THE PROBLEM >> Pull out the rows from the very first line through the line that contains "253L224 252L223 258L233", and reproduce them word for word.

[Dataset entries]
◆ ◆ ◆ ◆ ◆

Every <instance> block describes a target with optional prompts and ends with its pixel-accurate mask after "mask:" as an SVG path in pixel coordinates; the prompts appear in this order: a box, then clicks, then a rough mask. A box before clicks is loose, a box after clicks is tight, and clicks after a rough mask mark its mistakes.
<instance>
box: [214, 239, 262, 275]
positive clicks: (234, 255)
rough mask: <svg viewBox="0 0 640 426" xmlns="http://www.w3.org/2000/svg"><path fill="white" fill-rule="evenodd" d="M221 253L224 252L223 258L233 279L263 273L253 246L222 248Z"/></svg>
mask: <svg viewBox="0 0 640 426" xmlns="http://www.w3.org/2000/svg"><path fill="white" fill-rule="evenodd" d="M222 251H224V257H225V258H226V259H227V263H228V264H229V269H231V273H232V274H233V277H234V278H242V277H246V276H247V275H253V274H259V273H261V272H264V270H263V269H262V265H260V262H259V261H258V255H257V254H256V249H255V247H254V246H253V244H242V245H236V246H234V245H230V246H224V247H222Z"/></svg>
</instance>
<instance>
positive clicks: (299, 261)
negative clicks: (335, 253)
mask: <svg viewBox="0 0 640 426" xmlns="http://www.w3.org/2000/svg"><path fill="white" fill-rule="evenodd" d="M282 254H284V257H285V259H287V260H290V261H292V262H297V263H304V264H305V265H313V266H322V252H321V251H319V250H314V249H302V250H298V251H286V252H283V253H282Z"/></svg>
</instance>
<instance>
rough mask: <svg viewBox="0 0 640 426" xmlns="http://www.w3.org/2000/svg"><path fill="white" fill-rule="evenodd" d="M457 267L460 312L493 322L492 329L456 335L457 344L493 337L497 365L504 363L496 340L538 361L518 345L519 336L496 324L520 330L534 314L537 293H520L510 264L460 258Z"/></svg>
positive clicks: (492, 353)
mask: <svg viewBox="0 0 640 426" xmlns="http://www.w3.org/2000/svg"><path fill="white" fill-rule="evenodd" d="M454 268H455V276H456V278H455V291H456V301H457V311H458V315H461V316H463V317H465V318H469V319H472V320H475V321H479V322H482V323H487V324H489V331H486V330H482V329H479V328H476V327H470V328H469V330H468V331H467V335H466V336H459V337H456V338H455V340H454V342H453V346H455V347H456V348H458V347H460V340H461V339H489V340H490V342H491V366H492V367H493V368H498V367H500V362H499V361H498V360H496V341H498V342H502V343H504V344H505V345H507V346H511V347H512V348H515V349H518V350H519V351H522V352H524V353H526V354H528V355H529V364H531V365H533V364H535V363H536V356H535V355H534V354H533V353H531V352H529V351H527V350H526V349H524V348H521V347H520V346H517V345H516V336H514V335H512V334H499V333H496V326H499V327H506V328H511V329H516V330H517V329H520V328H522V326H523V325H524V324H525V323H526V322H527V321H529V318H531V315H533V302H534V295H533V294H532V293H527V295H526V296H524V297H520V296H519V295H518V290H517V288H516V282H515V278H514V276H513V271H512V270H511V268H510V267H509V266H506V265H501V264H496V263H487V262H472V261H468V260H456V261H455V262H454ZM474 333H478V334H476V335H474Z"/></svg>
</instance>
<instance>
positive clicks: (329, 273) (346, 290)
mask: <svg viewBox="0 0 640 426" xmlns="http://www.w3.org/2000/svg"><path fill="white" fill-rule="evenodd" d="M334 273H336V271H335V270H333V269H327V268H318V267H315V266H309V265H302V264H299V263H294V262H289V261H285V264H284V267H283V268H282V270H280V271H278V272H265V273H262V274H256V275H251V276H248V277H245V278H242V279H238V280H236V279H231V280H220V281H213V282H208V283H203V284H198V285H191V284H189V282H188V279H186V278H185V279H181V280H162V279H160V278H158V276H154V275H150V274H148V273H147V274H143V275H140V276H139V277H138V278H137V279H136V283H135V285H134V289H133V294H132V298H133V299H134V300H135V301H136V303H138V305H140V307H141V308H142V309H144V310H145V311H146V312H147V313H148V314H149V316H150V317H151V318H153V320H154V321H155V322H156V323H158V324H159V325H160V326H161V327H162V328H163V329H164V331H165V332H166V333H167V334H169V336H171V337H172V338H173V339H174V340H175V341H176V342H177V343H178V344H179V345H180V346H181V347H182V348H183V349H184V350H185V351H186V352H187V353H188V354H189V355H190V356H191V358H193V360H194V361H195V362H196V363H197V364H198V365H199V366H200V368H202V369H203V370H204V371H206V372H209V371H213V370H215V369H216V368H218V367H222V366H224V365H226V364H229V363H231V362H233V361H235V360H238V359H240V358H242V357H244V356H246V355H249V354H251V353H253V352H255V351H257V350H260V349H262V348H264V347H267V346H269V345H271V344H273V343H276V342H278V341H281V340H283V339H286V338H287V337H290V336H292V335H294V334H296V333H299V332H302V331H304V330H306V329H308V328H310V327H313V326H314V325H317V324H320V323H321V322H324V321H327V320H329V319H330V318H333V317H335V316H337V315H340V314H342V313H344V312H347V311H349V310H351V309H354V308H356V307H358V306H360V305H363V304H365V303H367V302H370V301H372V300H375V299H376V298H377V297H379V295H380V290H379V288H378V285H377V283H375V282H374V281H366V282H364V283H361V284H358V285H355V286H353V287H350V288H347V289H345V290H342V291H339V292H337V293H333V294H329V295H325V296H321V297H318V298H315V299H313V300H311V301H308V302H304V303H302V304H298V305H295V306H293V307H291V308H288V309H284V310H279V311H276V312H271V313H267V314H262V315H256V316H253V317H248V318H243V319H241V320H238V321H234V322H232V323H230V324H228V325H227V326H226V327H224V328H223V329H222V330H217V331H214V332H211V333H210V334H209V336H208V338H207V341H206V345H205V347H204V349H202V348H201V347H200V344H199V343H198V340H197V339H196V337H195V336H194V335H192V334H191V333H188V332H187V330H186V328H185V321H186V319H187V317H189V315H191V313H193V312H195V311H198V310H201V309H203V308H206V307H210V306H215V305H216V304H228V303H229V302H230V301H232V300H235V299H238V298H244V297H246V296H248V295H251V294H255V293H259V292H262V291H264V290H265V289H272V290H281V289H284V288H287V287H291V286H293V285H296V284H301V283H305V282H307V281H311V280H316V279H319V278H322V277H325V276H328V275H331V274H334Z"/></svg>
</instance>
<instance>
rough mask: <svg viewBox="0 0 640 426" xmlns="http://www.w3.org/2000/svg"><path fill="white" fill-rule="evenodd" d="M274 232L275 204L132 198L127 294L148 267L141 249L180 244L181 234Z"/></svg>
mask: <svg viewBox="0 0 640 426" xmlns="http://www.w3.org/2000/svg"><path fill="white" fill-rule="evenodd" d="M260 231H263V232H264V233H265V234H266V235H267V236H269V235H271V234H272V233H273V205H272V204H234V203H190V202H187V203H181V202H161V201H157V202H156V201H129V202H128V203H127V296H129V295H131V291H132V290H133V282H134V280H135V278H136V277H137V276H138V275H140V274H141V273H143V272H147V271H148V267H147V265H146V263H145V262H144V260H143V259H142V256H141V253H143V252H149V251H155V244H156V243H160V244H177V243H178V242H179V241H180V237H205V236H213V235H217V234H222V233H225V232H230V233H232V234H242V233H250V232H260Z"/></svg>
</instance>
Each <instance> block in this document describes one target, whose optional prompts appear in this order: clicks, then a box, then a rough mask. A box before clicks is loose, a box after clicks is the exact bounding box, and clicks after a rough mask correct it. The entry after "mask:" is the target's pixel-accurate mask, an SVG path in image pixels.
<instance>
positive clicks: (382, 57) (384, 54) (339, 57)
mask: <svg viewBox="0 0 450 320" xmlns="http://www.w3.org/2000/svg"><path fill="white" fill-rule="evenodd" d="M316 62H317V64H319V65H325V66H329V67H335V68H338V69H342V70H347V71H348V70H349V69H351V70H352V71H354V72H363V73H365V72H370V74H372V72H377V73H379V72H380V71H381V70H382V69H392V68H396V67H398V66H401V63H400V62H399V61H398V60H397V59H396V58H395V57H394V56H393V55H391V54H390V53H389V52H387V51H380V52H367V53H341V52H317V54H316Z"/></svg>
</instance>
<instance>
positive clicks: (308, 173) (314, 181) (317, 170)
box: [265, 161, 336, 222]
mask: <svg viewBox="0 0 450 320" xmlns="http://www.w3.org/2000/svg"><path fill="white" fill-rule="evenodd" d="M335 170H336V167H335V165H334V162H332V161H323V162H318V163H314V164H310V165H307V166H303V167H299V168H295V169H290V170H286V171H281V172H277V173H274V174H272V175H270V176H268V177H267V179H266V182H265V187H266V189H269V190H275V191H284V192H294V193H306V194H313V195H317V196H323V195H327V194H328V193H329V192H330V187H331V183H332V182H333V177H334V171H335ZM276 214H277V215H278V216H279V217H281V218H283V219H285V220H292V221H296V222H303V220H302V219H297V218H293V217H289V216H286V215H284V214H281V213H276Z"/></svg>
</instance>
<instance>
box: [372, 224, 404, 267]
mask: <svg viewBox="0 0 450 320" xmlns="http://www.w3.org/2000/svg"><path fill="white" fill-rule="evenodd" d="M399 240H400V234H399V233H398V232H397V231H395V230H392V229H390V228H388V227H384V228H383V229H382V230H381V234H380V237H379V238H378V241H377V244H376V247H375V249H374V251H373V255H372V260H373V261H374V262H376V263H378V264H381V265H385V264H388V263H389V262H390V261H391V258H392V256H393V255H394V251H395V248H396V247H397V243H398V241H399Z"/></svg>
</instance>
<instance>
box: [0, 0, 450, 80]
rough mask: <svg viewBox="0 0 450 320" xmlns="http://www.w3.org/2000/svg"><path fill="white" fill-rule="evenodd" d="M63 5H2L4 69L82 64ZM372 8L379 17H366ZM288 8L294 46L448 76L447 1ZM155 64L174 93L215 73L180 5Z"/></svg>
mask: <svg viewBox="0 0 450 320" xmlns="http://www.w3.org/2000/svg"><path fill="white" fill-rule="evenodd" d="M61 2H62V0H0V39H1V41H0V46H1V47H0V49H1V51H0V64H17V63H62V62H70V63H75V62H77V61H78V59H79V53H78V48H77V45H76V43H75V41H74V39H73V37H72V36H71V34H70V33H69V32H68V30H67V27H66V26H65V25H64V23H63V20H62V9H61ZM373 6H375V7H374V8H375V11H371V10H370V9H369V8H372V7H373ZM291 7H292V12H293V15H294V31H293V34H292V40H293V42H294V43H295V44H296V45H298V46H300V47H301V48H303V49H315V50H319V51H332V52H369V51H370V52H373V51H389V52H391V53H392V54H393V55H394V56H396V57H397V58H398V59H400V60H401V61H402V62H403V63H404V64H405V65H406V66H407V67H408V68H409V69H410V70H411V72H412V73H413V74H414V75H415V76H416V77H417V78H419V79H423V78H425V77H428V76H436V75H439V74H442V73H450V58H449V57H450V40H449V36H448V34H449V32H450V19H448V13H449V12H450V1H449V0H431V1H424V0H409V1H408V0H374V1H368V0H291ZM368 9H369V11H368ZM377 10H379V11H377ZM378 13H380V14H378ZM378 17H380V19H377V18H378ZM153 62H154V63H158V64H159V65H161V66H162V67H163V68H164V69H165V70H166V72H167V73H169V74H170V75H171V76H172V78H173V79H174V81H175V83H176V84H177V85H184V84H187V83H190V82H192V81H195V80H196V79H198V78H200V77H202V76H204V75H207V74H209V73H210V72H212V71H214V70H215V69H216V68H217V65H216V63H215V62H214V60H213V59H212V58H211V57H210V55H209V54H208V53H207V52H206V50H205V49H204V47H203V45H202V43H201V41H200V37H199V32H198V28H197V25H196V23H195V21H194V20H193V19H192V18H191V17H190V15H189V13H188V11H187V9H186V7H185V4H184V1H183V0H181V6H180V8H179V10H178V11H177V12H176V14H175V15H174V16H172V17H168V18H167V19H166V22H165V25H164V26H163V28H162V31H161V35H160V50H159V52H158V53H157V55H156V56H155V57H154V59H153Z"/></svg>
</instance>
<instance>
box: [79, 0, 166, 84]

◆ ◆ ◆ ◆ ◆

TASK SOLUTION >>
Every <instance> block describes a target with optional prompts and ends with its pixel-accurate mask after "mask:" as an SVG path in pixel coordinates; the prompts appear in this order: a box, then clicks, then a rough mask. A box before clicks is loose, a box after clicks is tight, and clicks after a rough mask mark its mistakes.
<instance>
box: [214, 239, 262, 275]
positive clicks: (234, 255)
rough mask: <svg viewBox="0 0 640 426" xmlns="http://www.w3.org/2000/svg"><path fill="white" fill-rule="evenodd" d="M221 253L224 252L223 258L233 279L263 273L253 246L222 248Z"/></svg>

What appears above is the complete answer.